(Exercise description):
Copy every one of the rows below word for word, leaving none out.

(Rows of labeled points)

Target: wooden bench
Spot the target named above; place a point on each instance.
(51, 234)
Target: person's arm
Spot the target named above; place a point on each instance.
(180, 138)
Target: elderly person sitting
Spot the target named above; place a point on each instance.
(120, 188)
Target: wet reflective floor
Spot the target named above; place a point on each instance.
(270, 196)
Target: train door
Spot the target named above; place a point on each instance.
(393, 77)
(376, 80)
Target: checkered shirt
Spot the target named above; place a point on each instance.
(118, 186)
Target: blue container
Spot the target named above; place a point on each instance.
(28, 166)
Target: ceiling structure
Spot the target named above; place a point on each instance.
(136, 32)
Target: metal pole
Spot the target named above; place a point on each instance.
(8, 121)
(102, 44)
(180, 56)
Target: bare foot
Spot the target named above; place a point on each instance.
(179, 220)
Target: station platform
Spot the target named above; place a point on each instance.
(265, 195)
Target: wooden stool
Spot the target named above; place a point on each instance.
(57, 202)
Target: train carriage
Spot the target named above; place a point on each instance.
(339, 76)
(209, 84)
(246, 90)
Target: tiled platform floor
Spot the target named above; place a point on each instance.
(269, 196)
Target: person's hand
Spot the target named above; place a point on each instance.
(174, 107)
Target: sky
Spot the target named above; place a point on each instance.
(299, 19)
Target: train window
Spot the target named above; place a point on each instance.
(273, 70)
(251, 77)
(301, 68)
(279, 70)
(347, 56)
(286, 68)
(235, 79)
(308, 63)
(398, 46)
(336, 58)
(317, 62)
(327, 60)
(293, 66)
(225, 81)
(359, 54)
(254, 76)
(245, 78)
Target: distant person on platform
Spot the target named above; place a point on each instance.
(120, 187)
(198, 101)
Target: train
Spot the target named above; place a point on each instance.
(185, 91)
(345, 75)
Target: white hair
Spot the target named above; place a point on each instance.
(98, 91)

(Answer to this problem):
Target: wooden bench
Spot the target named above; place a point on each instance.
(51, 234)
Target: person's arm
Spot the target named above; place a point on each instance.
(180, 138)
Target: elderly person sitting
Spot the target named above; place a point on each instance.
(120, 188)
Target: wet reflective floor
Spot the target named above; place a point on each instance.
(270, 196)
Target: train door
Spot the target named above; place a point on each instance.
(393, 77)
(376, 80)
Target: checkered shirt
Spot the target named above; place a point on each instance.
(118, 186)
Target: blue container
Spot the target named above; place a point on each instance.
(28, 166)
Target: ceiling structure
Spot the target named above; place a point on each instance.
(136, 32)
Target: metal pole
Spot the target named above; place a point on each instance.
(8, 121)
(102, 44)
(180, 56)
Target: bare foot
Spot the target named above; place a point on each instance.
(179, 220)
Target: station platform
Spot the target named above; place a point on each instance.
(265, 195)
Target: wooden stool
Spot the target named above; place a point on each instance.
(57, 202)
Target: train carriage
Spot the target named above; place a point on each instance.
(339, 76)
(209, 84)
(246, 90)
Target: tiled platform floor
Spot the target named above; place a point on each instance.
(269, 196)
Target: person's hand
Spot the target named above; place a point on each instance.
(174, 107)
Target: sky
Spot the target named above; place a point on each instance.
(299, 19)
Target: train window
Spot the target named above; place a point on each instance.
(273, 70)
(251, 77)
(301, 68)
(279, 70)
(347, 56)
(286, 68)
(235, 79)
(308, 63)
(398, 46)
(336, 58)
(317, 62)
(327, 60)
(293, 66)
(225, 81)
(359, 54)
(254, 76)
(245, 78)
Target: distant person on platform
Spot the target named above; place a point on each instance.
(120, 187)
(198, 101)
Target: train
Spot the target named above; place a point on each instance.
(185, 91)
(345, 75)
Target: white hair
Spot the target named above; place a point on each instance.
(98, 91)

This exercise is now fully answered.